Klopt elk van de volgende beweringen met het verslag van de raadsvergadering? Antwoord per bewering met ja of nee en citeer letterlijk de woorden uit het verslag die de doorslag geven.
1. De heer Dubbelman is voorstander van kortere pauzes.
2. Volgens de voorzitter wijst de raad de plaatsen aan.
3. Mevrouw Heerkens wil de kwestie uitgebreider bespreken in het fractievoorzittersoverleg.

Fragment uit verslag:
============
23 FEBRUARI 1994
ALGEMENE BESCHOUWINGEN (TWEEDE TERMUN).
60
De heer DUBBELMAN
Misschien even om te beginnen: ik wil even opmerken dat ik het op zich altijd wel aardig vind
als u met een ordevoorstel komt om pauzes wat korter te laten duren, daar ben ik altijd erg een
voorstander van, omdat je dan ook vroeger daarna andere dingen kunt doen, maar ik begrijp van
een collega-fractievoorzitter dat het toch wel op prijs wordt gesteld als u de blik wat dat betreft
wat verbreedt bij een opiniepeiling bij fractievoorzitters.
Mevrouw HEERKENS
Laten we het er nog eens uitgebreid over hebben in dit fractievoorzittersoverleg.
De heer RöMKENS
Om de schade in te halen moet u nu het woord geven aan Groen Links, dan hebben we weer een
ronde gewonnen.
De VOORZITTER
Als mevrouw Heerkens in de nieuwe raad in ieder geval recht voor mij plaats neemt, zodat ik
Mevrouw HEERKENS
Die positie willen we best innemen straks.
De VOORZITTER
Het is gelukkig zo dat de voorzitter, gehoord de raad, de plaatsen aanwijst, dus ik heb een van
de weinige vrijheden die een arme burgemeester nog heeft. Het woord was aan de heer Dubbelman.
============
Verstrekte gegevens:
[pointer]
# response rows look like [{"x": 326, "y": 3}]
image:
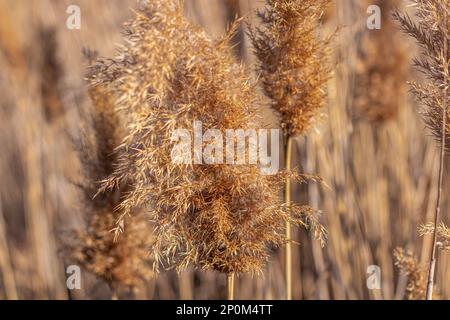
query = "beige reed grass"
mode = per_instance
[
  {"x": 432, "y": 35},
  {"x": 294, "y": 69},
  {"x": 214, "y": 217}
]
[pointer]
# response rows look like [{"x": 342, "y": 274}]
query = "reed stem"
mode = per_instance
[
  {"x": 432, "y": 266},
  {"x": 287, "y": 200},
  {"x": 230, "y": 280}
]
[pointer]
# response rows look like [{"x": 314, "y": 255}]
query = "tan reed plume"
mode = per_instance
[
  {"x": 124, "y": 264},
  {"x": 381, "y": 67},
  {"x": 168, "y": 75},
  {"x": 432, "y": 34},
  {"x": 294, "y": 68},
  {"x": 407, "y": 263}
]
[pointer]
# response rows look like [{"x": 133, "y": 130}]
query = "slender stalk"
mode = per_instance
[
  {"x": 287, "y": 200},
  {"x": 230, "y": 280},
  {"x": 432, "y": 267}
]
============
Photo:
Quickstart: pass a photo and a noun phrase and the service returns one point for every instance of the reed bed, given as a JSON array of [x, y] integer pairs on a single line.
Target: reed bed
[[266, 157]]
============
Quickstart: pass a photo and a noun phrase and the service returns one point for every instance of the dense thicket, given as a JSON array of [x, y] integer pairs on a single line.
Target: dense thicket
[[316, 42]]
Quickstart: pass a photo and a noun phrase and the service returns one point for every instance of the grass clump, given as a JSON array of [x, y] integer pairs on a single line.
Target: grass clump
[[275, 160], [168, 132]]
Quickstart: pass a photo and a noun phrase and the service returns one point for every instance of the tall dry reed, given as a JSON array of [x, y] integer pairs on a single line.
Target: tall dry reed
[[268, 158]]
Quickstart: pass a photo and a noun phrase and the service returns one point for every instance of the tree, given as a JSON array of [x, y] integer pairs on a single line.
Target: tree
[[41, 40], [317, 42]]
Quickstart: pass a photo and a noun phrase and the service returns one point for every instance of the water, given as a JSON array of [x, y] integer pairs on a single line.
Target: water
============
Uitwerking:
1. Ja: "daar ben ik altijd erg een voorstander van"
2. Nee: "de voorzitter, gehoord de raad, de plaatsen aanwijst"
3. Ja: "Laten we het er nog eens uitgebreid over hebben in dit fractievoorzittersoverleg."